→ Task item:
Every record must appear in your reply exactly as written.

####################

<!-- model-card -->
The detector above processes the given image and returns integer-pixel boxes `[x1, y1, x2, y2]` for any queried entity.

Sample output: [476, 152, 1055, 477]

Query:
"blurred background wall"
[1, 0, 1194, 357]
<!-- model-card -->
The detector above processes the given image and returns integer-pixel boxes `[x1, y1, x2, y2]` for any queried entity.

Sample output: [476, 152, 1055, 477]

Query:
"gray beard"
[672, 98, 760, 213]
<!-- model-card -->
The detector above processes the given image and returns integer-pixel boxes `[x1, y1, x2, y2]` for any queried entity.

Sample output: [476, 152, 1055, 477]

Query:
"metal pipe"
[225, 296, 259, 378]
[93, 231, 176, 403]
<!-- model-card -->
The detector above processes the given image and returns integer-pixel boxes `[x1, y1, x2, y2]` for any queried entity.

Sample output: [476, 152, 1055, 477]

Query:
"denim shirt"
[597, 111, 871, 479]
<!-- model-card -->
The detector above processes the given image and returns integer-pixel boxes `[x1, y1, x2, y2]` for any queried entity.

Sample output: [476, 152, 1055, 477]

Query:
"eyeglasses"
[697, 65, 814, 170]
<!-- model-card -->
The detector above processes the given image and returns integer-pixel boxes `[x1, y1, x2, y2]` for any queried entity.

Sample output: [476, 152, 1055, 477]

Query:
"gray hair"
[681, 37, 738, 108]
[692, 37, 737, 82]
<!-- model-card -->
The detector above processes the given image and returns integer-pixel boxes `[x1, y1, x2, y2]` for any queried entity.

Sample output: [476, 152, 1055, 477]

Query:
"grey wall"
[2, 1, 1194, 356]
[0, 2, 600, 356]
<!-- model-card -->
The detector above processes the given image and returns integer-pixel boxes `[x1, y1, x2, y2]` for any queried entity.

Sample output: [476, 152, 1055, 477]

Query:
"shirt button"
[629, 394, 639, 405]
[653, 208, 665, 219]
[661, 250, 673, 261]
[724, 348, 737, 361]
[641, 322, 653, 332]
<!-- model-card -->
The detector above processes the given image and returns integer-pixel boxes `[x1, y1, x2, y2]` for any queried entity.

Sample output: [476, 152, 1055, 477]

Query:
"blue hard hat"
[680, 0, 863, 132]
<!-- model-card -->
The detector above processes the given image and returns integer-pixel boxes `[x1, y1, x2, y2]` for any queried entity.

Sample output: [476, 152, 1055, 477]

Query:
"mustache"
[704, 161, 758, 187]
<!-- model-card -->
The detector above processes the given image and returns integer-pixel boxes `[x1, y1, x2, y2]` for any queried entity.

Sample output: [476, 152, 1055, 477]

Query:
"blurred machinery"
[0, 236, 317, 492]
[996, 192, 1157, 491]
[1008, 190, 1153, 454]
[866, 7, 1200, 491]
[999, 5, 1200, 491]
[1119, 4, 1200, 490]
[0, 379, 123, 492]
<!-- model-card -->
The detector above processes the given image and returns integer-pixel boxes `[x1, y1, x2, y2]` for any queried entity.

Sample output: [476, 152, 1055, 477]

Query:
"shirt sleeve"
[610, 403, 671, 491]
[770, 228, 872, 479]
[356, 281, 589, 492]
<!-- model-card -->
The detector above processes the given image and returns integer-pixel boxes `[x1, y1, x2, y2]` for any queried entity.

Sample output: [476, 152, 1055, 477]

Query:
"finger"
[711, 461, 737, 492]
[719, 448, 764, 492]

####################

→ Result:
<!-- model-card -->
The detector above processes the given image and returns integer-pixel boxes `[x1, y1, x2, y2]` for any queried entity.

Sample output: [476, 152, 1055, 477]

Query:
"blurred background wall"
[1, 0, 1194, 357]
<!-- model-card -->
The detector above processes the given image and returns integer-pixel boxes `[x1, y1, x2, y2]` for any queried entity.

Sample output: [476, 152, 1055, 477]

Query:
"gray beard"
[672, 98, 760, 213]
<!-- model-card -->
The detector above processes the given image and returns integer-pixel boxes `[x1, y1, x2, y2]` for any queried entity.

Sample output: [476, 152, 1055, 477]

Query:
"metal pipe"
[225, 296, 259, 378]
[93, 231, 176, 403]
<!-- model-card -->
The detector above processes the given image and returns integer-pixel boxes `[x1, y1, x2, y2]` for any queried entity.

Sample output: [476, 152, 1055, 477]

Query:
"denim shirt"
[597, 111, 871, 479]
<!-- model-card -->
The detector above processes the given image and returns integer-pixel boxes `[x1, y1, x2, y2]` for any queried entity.

Sample output: [476, 152, 1055, 477]

Query:
"eyeglasses"
[697, 65, 814, 170]
<!-- model-card -->
The detector above processes the given image and returns integer-pixel boxes `[x1, y1, x2, y2]` for any queried entity.

Sample output: [476, 152, 1055, 477]

Query:
"gray hair"
[681, 37, 738, 108]
[692, 37, 737, 82]
<!-- model-card -->
The detector above processes the given image and returns integer-pixel boxes `[x1, y1, x2, y2]` for any queried entity.

Sample output: [476, 152, 1055, 477]

Query:
"grey wall"
[2, 1, 1194, 356]
[0, 2, 600, 356]
<!-- model-card -->
The detector above processes the given image and returns integer-pixel boxes `[x1, y1, x2, y2]` for any queried entity.

Sample output: [476, 152, 1055, 477]

Query:
"shirt button"
[629, 394, 639, 405]
[653, 208, 665, 219]
[661, 250, 673, 261]
[724, 348, 737, 361]
[641, 322, 653, 332]
<!-- model-card -->
The detector above processes the given image and returns integer-pixel boxes `[x1, y1, x2, y2]` for any queried entity.

Sample output: [476, 152, 1055, 477]

Query:
"blue hard hat"
[680, 0, 863, 132]
<!-- model-card -->
The detector above processes the given image and returns integer-pixel boxes `[x1, y1, x2, y2]` for any queried entity.

Sample output: [476, 152, 1055, 477]

Query:
"mustache"
[704, 161, 758, 187]
<!-- model-card -->
The detector above processes the given image and returns integer-pixel boxes `[x1, y1, x2, y2]` for any queried entity.

Sample output: [476, 152, 1055, 477]

Query:
"blurred machinery"
[0, 236, 317, 492]
[996, 192, 1157, 491]
[1008, 190, 1153, 454]
[866, 7, 1200, 491]
[999, 5, 1200, 491]
[1119, 4, 1200, 490]
[0, 379, 123, 492]
<!-- model-card -->
The detector above processes the given image and returns integer-pixel boxes `[x1, y1, x2, y2]` for any queried entity.

Sample output: [476, 152, 1055, 477]

Query:
"shirt sleeve"
[610, 403, 671, 491]
[770, 228, 872, 479]
[356, 281, 589, 492]
<!-- model-card -->
The detector above processes the given image and returns integer-pixel boxes `[x1, y1, x2, y2]` for any queried entity.

Sample output: [476, 152, 1055, 477]

Query:
"finger"
[711, 461, 737, 492]
[719, 448, 764, 492]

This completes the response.